*Short task*: Convert all of the data below into a JSON list of strings, one string per line, with blank lines omitted. Leave the pictures out of your answer.

·····

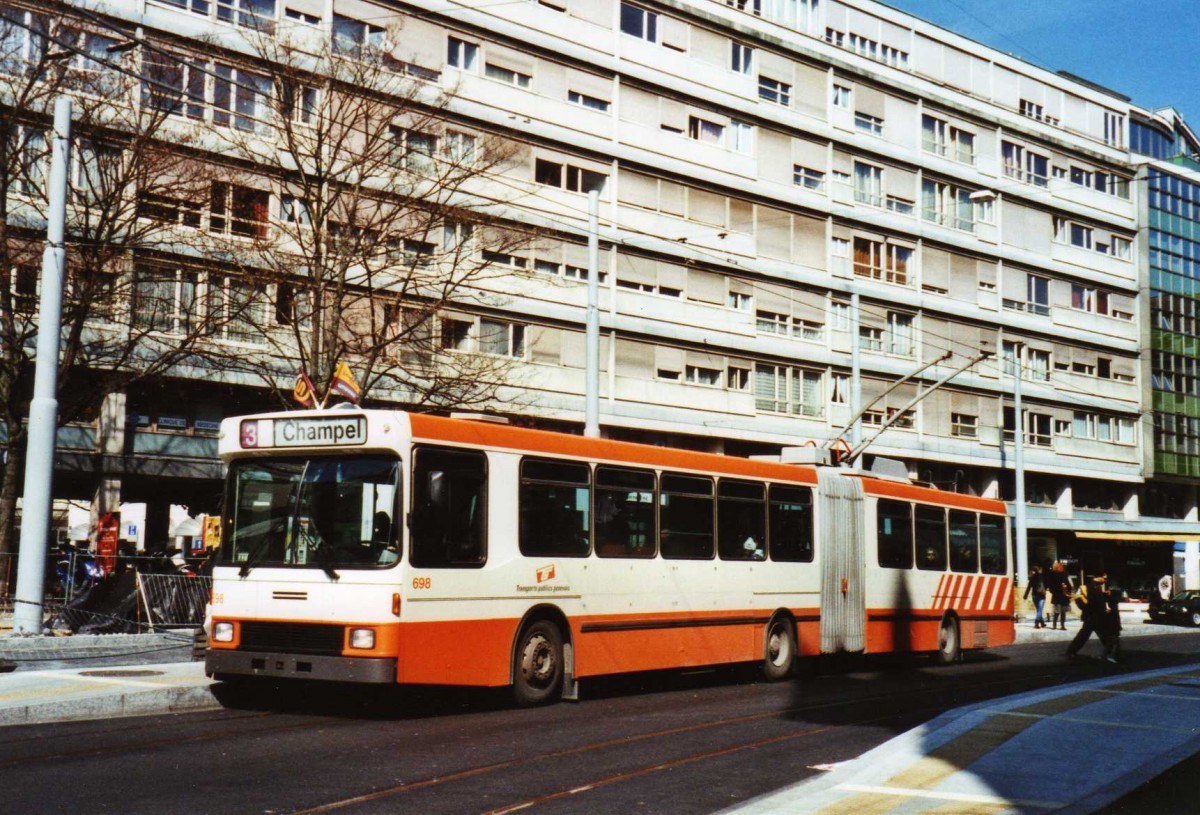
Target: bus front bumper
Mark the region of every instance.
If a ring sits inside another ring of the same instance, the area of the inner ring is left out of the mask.
[[[204,672],[216,679],[226,676],[258,676],[281,679],[394,684],[396,682],[396,659],[394,657],[389,659],[317,657],[209,648],[204,654]]]

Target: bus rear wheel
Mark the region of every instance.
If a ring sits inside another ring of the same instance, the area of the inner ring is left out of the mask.
[[[787,617],[775,617],[767,625],[762,673],[767,682],[786,679],[796,660],[796,630]]]
[[[546,705],[563,687],[563,635],[546,619],[527,625],[517,637],[512,697],[521,707]]]
[[[950,665],[962,655],[962,640],[959,637],[959,623],[953,617],[942,621],[937,629],[937,663]]]

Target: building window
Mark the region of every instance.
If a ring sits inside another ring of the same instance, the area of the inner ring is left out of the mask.
[[[209,326],[218,340],[262,342],[266,293],[239,277],[209,275]]]
[[[383,41],[383,26],[334,14],[332,47],[335,53],[360,55],[365,48],[382,48]]]
[[[898,311],[888,312],[888,353],[896,356],[912,356],[914,352],[912,314]]]
[[[858,110],[854,113],[854,127],[871,136],[883,136],[883,118]]]
[[[977,205],[971,200],[971,194],[970,190],[962,187],[922,179],[920,216],[952,229],[974,232]],[[986,203],[990,208],[991,202]]]
[[[883,206],[883,169],[854,162],[854,200],[869,206]]]
[[[977,438],[979,436],[979,417],[970,413],[950,414],[950,436]]]
[[[458,37],[448,41],[446,65],[460,71],[479,71],[479,46]]]
[[[266,238],[270,194],[224,181],[214,181],[209,232],[239,238]]]
[[[726,368],[725,386],[730,390],[750,390],[750,368],[731,365]]]
[[[733,120],[730,122],[730,150],[744,155],[754,154],[754,125]]]
[[[496,356],[524,358],[524,330],[520,323],[499,319],[479,320],[479,350]]]
[[[1111,314],[1110,295],[1103,289],[1091,286],[1070,286],[1070,307],[1079,311],[1090,311],[1093,314]]]
[[[792,164],[792,182],[798,187],[820,192],[824,190],[824,173],[810,167]]]
[[[638,40],[658,42],[659,16],[653,11],[623,2],[620,4],[620,30]]]
[[[194,328],[196,274],[138,265],[133,274],[133,324],[144,331],[186,335]]]
[[[930,115],[920,118],[922,149],[964,164],[974,163],[974,133]]]
[[[854,274],[899,286],[908,284],[912,250],[868,238],[854,238]]]
[[[571,104],[578,104],[584,108],[592,108],[593,110],[600,110],[601,113],[608,112],[608,100],[602,100],[598,96],[588,96],[587,94],[581,94],[575,90],[566,91],[566,101]]]
[[[702,367],[700,365],[685,365],[683,368],[683,379],[692,385],[720,388],[721,371],[720,368]]]
[[[492,62],[484,66],[484,76],[488,79],[503,82],[506,85],[515,85],[516,88],[528,88],[533,83],[533,77],[528,73],[521,73],[520,71],[506,68],[503,65],[493,65]]]
[[[391,139],[392,164],[414,173],[433,172],[433,157],[438,151],[437,136],[392,125]]]
[[[730,70],[746,77],[754,73],[754,48],[734,40],[730,47]]]
[[[688,116],[688,138],[707,144],[725,144],[725,126],[700,116]]]
[[[1020,112],[1022,116],[1028,116],[1030,119],[1036,119],[1037,121],[1044,121],[1048,125],[1058,125],[1058,120],[1054,116],[1048,116],[1045,107],[1038,104],[1037,102],[1031,102],[1030,100],[1021,100]]]
[[[604,194],[608,176],[582,167],[539,158],[534,162],[534,181],[571,192],[595,190]]]
[[[823,374],[784,365],[755,366],[755,407],[772,413],[820,417],[824,412]]]
[[[792,103],[792,86],[786,82],[760,76],[758,98],[781,104],[786,108]]]
[[[1012,142],[1001,143],[1001,157],[1004,175],[1036,187],[1044,187],[1049,181],[1050,160]]]
[[[1124,146],[1124,116],[1120,113],[1104,112],[1104,142],[1115,148]]]
[[[860,325],[858,328],[858,347],[862,350],[883,353],[883,329]]]
[[[1050,280],[1042,275],[1025,276],[1025,300],[1004,299],[1004,307],[1014,311],[1028,311],[1031,314],[1050,313]]]

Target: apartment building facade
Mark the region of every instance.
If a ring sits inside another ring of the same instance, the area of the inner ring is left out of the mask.
[[[1166,538],[1200,532],[1183,483],[1156,491],[1171,498],[1147,515],[1153,242],[1129,144],[1145,112],[1123,96],[870,0],[101,10],[214,67],[240,66],[251,84],[247,31],[341,37],[448,94],[455,133],[509,139],[514,155],[480,194],[539,239],[497,252],[476,235],[475,251],[514,274],[491,276],[440,331],[456,353],[514,360],[504,392],[530,421],[582,424],[598,191],[605,435],[770,454],[848,438],[860,394],[862,437],[895,420],[869,456],[944,489],[1013,501],[1020,433],[1031,563],[1109,558],[1118,582],[1140,587],[1171,568]],[[196,101],[214,121],[208,88]],[[251,94],[241,113],[269,118],[268,96]],[[416,138],[432,154],[449,134]],[[275,180],[256,188],[253,217],[294,217]],[[197,212],[196,228],[214,217]],[[287,360],[278,370],[287,378]],[[70,432],[112,455],[67,479],[127,493],[149,472],[143,483],[166,495],[158,479],[179,475],[200,503],[212,421],[253,407],[250,385],[179,380],[182,398],[108,400],[106,423]],[[1122,541],[1146,523],[1164,538],[1128,555]]]

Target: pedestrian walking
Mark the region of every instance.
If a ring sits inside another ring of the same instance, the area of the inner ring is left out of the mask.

·····

*The response*:
[
  "Target: bus front bumper",
  "Mark the region of every instance.",
  "If a ring sits inside another ring of the same instance, the area of the inner ring is left out of the mask.",
  "[[[204,672],[216,679],[226,676],[258,676],[281,679],[394,684],[396,682],[396,659],[394,657],[389,659],[317,657],[209,648],[204,654]]]",
  "Target: bus rear wheel",
  "Mark the region of every instance.",
  "If a ring sits inside another ring of the same instance, the area of the inner ring is left out of the mask.",
  "[[[787,617],[775,617],[767,625],[762,673],[767,682],[786,679],[796,660],[796,630]]]",
  "[[[546,705],[563,687],[563,635],[546,619],[527,625],[517,637],[512,697],[521,707]]]",
  "[[[950,665],[962,655],[962,640],[959,637],[959,623],[953,617],[942,621],[937,629],[937,663]]]",
  "Target: building window",
  "Mark the region of every instance.",
  "If a ring sits inside another ring of the same instance, the area of the inner ring is left out of the mask.",
  "[[[209,326],[218,340],[262,342],[266,293],[239,277],[209,275]]]",
  "[[[383,41],[383,26],[334,14],[332,47],[335,53],[360,55],[365,48],[382,48]]]",
  "[[[898,311],[888,312],[888,353],[896,356],[912,356],[914,352],[912,314]]]",
  "[[[858,110],[854,113],[854,127],[871,136],[883,136],[883,118]]]",
  "[[[977,205],[971,200],[971,194],[970,190],[962,187],[922,179],[920,216],[952,229],[974,232]],[[986,203],[990,208],[991,202]]]",
  "[[[883,206],[883,169],[854,162],[854,200],[869,206]]]",
  "[[[977,438],[979,436],[979,417],[970,413],[950,414],[950,436]]]",
  "[[[458,37],[448,41],[446,65],[460,71],[479,71],[479,46]]]",
  "[[[266,238],[270,194],[224,181],[214,181],[209,232],[239,238]]]",
  "[[[726,368],[725,386],[730,390],[750,390],[750,368],[731,365]]]",
  "[[[733,120],[730,122],[730,150],[744,155],[754,154],[754,125]]]",
  "[[[496,356],[524,358],[524,330],[520,323],[499,319],[479,320],[479,350]]]",
  "[[[1111,314],[1110,295],[1103,289],[1091,286],[1070,286],[1070,307],[1079,311],[1090,311],[1093,314]]]",
  "[[[792,164],[792,182],[798,187],[820,192],[824,190],[824,173],[810,167]]]",
  "[[[638,40],[658,42],[659,16],[653,11],[623,2],[620,4],[620,30]]]",
  "[[[194,328],[196,274],[138,265],[133,274],[133,324],[144,331],[186,335]]]",
  "[[[930,115],[920,118],[922,149],[964,164],[974,163],[974,133]]]",
  "[[[854,274],[899,286],[908,284],[912,250],[868,238],[854,238]]]",
  "[[[571,104],[578,104],[584,108],[592,108],[593,110],[600,110],[601,113],[608,112],[608,100],[602,100],[598,96],[588,96],[587,94],[581,94],[575,90],[566,91],[566,101]]]",
  "[[[702,367],[700,365],[685,365],[683,368],[683,379],[692,385],[720,388],[721,371],[720,368]]]",
  "[[[492,62],[484,66],[484,76],[488,79],[503,82],[506,85],[515,85],[516,88],[528,88],[533,83],[533,77],[528,73],[521,73],[520,71],[506,68],[503,65],[493,65]]]",
  "[[[391,139],[392,164],[414,173],[433,172],[433,157],[438,151],[437,136],[392,125]]]",
  "[[[730,70],[746,77],[754,73],[754,48],[734,40],[730,47]]]",
  "[[[688,116],[688,138],[707,144],[725,144],[725,126],[700,116]]]",
  "[[[1020,112],[1022,116],[1028,116],[1030,119],[1036,119],[1037,121],[1044,121],[1048,125],[1058,125],[1058,120],[1054,116],[1048,116],[1045,107],[1038,104],[1037,102],[1031,102],[1030,100],[1021,100]]]",
  "[[[604,194],[608,176],[582,167],[539,158],[534,162],[534,181],[571,192],[595,190]]]",
  "[[[823,374],[784,365],[755,366],[755,407],[772,413],[820,417],[824,412]]]",
  "[[[792,103],[792,86],[786,82],[760,76],[758,98],[781,104],[786,108]]]",
  "[[[1012,142],[1001,143],[1001,157],[1004,175],[1036,187],[1044,187],[1049,181],[1050,160]]]",
  "[[[1124,146],[1124,116],[1120,113],[1104,112],[1104,142],[1115,148]]]",
  "[[[860,325],[858,328],[858,347],[862,350],[883,353],[883,329]]]",
  "[[[1050,280],[1042,275],[1025,276],[1025,300],[1004,299],[1004,307],[1014,311],[1028,311],[1031,314],[1050,313]]]",
  "Target: apartment building facade",
  "Mark the region of every instance.",
  "If a ring sits inside another ring of the same instance, the area of the inner ring is left out of the mask.",
  "[[[1166,538],[1200,532],[1183,483],[1156,491],[1171,498],[1147,515],[1153,242],[1129,144],[1145,112],[1123,96],[870,0],[101,10],[214,67],[240,66],[251,84],[247,31],[341,37],[448,94],[455,133],[509,139],[514,155],[480,194],[539,239],[497,252],[476,235],[475,251],[514,274],[491,276],[440,331],[456,353],[514,360],[504,392],[530,421],[582,424],[598,191],[605,435],[770,454],[848,438],[860,394],[862,437],[895,420],[869,456],[944,489],[1013,501],[1020,433],[1031,563],[1109,558],[1118,582],[1140,587],[1171,568]],[[196,101],[214,121],[208,88]],[[251,94],[241,113],[269,118],[268,96]],[[416,138],[432,154],[449,134]],[[275,180],[256,188],[253,217],[294,217]],[[197,212],[196,228],[214,217]],[[287,360],[278,370],[287,378]],[[70,432],[112,455],[67,479],[127,493],[149,472],[143,483],[166,495],[158,479],[179,475],[200,503],[212,421],[253,407],[250,385],[179,380],[182,398],[108,400],[106,423]],[[1122,541],[1146,523],[1164,538],[1128,555]]]",
  "Target: pedestrian walking",
  "Mark the region of every instance.",
  "If a ring sits inside another ring of the same instance, the area of the inner ring is left out of the mask."
]